§ **PROVIDED TEXT**:
╔══
This is a case of a game delivering exactly what I expected from it -- a Ticket to Ride experience that plays in 10-15 minutes.

On the positive side, the game sets up more quickly, takes up less table space, and can easily be played over a lunch break or on a work night without sacrificing sleep. There is much less top-decking for cards, as the longest route in this game is a length of four, and there is only one route that long on the board. Scoring once at the end of the game also speeds up game play, as players don’t need to remember to keep moving their scoring markers up a few points at a time throughout the game.

Conversely, the game ends very quickly, and may leave some players wishing for the longer experience that other Ticket to Ride games deliver. There are no five and six length routes, so the “rummy” experience of collecting matching cards is diminished. The smaller map has nothing even close to 20+ point coast-to-coast destinations to work for as a long-term goal, because there simply is no long-term in Ticket to Ride: New York.

Starting with only 15 taxis, but having the same end game condition trigger -- when a player only has two taxis remaining -- makes the game much more of a straight race to complete destination cards and end the game as opposed to the other, longer versions of Ticket to Ride. Depending on your point-of-view, this could be viewed as a positive or a negative, but it is worth noting.

I wrote an initial impression of Ticket to Ride: New York instead of writing a full review because, to be honest, there isn’t really enough to say about it to warrant a full review. At the end of the day, this game will be a situational success -- it will be great for people that either want or need a 10-15 minute version of Ticket to Ride, or want to use this abbreviated version to introduce it to others that aren’t familiar with the Ticket to Ride series.

Ticket to Ride: New York isn’t as satisfying to play as longer versions of Ticket to Ride, because it loses the strategy of building longer routes across the board, and the maneuvering and blocking that accompanies that aspect of the game. As for people that don’t enjoy other Ticket to Ride games, there is nothing here to change their opinion, other than its shorter playtime meaning they’ll be spending less time playing a Ticket to Ride game.

A final tangential observation -- likely sparked by seeing this game’s box size being similar to the popular two-player game box size -- I am surprised there is no two-player only Ticket to Ride: Duel game. Using the same size box and the same number of components as Ticket to Ride: New York, but instead giving two players each thirty trains, Alan Moon could have created a Ticket to Ride experience that played in under thirty minutes and satisfied couples looking for that quicker experience, but still had more decision space and depth than this version provides.
╚══
§ **DATA ENTRIES**:
╔══
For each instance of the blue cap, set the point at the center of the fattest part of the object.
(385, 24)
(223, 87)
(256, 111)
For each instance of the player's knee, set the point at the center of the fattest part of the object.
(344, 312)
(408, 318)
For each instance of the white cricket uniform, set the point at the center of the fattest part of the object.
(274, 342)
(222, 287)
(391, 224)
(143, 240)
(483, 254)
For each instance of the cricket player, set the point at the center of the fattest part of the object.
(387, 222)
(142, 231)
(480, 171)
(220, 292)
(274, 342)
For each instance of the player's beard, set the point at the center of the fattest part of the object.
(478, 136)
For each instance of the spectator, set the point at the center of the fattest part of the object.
╚══
§ **OBJECTIVE**:
How many taxis does each player start with, according to the review of Ticket to Ride: New York?

§ **COMPLETE RESPONSE**:
15 taxis.